▸ Source excerpt
● ● ● ●

I think a question was glossed over. Exactly which directions should be inlined…
User callee into user caller (definitely not)
System callee into system caller (yes)
User callee into system caller (maybe?)
System callee into user caller (maybe?)
Perhaps number 3 should be prohibited because then a breakpoint on “my” function would either not get hit, or turn into multiple breakpoints.
Perhaps number 4 should be prohibited because it makes stepping across loop iterations in things like std::transform more difficult.
I deliberately don’t bring up call direction because I don’t think it’s important and I want to keep things simple:
- If the code is user code, it should not be inlined.
- If the code is system code (including non-standard 3rd-party dependencies), it should be inlined.
I think Ben Craig’s point about call direction is important. Or at least, his intuition about what you meant matches my intuition, whereas the words you just used in the paragraph above do not match my intuition about what you had meant in P1832.
Thanks for providing a perspective of which I was unaware.

● ● ● ●

▸ Provided information

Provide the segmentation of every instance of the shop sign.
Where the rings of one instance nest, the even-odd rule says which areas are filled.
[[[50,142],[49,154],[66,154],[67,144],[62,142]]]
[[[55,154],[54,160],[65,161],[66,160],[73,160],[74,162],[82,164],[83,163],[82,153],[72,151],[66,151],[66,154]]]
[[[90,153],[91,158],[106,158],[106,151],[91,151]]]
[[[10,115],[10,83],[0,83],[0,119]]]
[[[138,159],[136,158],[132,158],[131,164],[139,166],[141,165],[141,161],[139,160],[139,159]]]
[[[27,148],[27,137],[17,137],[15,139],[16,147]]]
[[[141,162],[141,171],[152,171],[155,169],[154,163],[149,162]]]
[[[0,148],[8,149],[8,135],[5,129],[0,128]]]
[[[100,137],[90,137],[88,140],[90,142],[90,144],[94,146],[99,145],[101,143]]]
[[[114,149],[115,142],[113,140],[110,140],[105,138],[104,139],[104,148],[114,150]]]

● ● ● ●

▸ Work to be completed
Repeat the part of the inlining discussion starting at "I deliberately don’t" and ending at "not be inlined.". You won't need the lines for this.

▸ Task response
I deliberately don’t bring up call direction because I don’t think it’s important and I want to keep things simple:
- If the code is user code, it should not be inlined.